**Document text**
★ ★ ★

DE Simeon Rice and the Bucs' defense have managed to contain Michael Vick at times in the past
Finally, 10 games into the season, the Tampa Bay Buccaneers will face their long-time rival and prime NFC South foe, the Atlanta Falcons. The game will pit two 6-3 teams on Atlanta's turf and provide some insight into which of the two will prove to be Carolina's prime competitor for the division title.
But the game also means the Bucs will pull adjacent to – and perhaps provide some evidence for – one of the more divisive NFL debates of the 2005 season. The debate boils down to this: Michael Vick the Athlete versus Michael Vick the Quarterback.
Few question Vick's innate athletic abilities – the cannon arm, the legs that could make him a Pro Bowl running back and the open-field instincts. Some, however, question whether the fifth-year Falcon is truly a great quarterback, a passer who can control the game with his arm when need be.

★ ★ ★

**Supplied material**
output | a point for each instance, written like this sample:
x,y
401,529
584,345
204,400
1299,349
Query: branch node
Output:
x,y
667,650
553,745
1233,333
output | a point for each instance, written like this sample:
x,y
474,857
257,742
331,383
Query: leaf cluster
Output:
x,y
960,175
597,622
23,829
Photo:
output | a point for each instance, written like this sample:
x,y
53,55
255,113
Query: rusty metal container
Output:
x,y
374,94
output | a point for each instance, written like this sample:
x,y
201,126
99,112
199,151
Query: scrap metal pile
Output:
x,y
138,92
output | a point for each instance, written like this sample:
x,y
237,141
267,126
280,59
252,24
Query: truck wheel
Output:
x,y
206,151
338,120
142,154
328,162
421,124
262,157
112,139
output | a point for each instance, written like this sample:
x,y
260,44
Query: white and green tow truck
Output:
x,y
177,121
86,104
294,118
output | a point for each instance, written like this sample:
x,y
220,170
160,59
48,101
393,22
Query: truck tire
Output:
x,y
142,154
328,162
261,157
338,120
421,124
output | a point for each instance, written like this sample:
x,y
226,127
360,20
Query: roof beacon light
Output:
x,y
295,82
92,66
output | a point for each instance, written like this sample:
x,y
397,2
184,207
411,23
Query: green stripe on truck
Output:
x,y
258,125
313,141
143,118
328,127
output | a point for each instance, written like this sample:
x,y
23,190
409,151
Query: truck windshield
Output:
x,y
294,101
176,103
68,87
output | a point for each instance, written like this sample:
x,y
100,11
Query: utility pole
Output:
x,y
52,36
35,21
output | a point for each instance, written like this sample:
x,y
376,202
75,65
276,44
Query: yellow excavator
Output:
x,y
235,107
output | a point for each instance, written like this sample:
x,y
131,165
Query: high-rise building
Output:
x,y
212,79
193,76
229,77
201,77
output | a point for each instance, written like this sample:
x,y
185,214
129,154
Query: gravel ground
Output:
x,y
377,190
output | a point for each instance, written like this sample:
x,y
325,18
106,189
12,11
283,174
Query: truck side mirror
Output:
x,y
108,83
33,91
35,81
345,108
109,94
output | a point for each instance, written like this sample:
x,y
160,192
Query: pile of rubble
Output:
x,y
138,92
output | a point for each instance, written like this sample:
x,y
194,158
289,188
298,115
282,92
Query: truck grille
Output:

★ ★ ★

**Task requirements**
Continue the article on the Buccaneers–Falcons game and the debate over Michael Vick from the point where it stops.

**Output below**
At least one Buccaneer thinks the whole debate is rather silly. That would be Head Coach Jon Gruden, who despises many statistics but believes this one: Vick is 28-15-1 as a starting quarterback in the National Football League, including a 17-6 mark over the last two seasons.
"Some of these people who analyze this have got to be out of their skulls, in my opinion," said Tampa Bay Head Coach Jon Gruden. "He's a rocket ship. He is redefining the position in his own way. He threw for 250 yards, 22 out of 31 against Miami. I saw him make great throws, great decisions. When the pocket breaks down and they want to move the pocket with the naked bootleg, find somebody on this planet who can do what he can do with his hands on the ball. The guy's a phenomenal athlete who can throw."
That's the crux of the issue for any Vick opponent. He runs better than any other quarterback in NFL history and he can throw the ball through a brick wall with his left arm. Do you pull out the stops to contain him and the pocket and dare you to beat him downfield, or do you respect his arm and risk falling prey to a ridiculous scramble? Vick has finished two straight games with a passer rating of more than 100.0, and he's also run for 52 yards and a score in that span. Minnesota got a taste of both problems in Week Four when Vick put up a passer rating of 129.7 and rushed for 58 yards on just four carries.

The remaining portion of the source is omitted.